What is needed – Return each line of the listing below that contains the word "stone", copied unchanged.
-- START OF Dataset entries --
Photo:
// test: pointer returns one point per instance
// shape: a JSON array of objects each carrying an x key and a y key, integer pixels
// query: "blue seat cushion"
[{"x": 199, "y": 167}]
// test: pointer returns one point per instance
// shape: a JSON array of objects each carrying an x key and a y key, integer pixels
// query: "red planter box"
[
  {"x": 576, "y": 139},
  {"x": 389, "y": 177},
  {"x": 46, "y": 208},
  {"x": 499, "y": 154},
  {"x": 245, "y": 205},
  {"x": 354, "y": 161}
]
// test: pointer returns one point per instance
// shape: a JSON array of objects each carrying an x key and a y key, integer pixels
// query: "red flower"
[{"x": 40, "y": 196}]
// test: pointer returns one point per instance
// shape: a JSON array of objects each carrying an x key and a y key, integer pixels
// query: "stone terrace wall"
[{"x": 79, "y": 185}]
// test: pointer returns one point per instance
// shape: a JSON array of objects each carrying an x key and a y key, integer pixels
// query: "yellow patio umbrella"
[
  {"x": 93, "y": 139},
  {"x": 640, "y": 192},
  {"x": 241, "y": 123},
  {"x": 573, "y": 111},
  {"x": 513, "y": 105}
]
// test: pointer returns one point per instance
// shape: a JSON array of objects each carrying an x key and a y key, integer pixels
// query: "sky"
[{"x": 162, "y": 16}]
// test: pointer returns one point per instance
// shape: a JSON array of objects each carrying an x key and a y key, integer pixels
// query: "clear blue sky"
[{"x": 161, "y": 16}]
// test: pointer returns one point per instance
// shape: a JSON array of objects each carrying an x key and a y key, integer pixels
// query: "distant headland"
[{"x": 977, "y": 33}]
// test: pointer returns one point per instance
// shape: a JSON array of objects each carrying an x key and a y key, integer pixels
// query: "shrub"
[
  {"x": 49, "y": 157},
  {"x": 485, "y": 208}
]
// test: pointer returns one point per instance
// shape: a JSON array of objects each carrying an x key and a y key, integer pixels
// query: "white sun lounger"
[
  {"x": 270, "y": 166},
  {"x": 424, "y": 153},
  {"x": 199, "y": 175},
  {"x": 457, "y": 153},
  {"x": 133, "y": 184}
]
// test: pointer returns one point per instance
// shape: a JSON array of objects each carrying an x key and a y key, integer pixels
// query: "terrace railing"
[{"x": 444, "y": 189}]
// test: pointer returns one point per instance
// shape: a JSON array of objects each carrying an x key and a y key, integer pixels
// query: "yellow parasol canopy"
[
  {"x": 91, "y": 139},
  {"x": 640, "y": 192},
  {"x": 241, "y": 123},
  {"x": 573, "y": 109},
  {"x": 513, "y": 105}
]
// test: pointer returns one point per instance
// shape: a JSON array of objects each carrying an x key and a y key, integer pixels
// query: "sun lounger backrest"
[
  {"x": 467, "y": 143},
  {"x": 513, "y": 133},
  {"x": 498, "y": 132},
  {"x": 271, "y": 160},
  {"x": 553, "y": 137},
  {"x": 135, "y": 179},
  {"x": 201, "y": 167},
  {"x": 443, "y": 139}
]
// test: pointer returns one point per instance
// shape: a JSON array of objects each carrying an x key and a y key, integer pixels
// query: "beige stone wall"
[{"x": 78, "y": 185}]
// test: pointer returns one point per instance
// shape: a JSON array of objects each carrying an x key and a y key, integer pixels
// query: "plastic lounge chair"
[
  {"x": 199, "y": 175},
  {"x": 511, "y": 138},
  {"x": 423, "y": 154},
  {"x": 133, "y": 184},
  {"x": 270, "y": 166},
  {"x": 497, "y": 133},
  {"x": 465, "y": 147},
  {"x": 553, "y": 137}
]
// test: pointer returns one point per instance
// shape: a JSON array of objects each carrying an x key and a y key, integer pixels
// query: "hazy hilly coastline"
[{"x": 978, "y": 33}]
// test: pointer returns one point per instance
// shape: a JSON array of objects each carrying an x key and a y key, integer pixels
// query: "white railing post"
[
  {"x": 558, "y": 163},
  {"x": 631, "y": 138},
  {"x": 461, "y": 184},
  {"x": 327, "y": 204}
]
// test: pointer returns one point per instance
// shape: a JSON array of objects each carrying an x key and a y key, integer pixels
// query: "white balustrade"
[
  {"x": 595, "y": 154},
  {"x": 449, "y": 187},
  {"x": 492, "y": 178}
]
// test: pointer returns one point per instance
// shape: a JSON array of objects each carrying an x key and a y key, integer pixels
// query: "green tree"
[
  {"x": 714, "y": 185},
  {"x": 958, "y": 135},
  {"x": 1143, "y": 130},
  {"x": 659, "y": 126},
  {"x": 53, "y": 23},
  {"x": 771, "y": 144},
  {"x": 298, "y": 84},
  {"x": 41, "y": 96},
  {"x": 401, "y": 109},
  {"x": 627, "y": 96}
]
-- END OF Dataset entries --
Result for this exercise –
// query: "stone terrace wall"
// query: "beige stone wall"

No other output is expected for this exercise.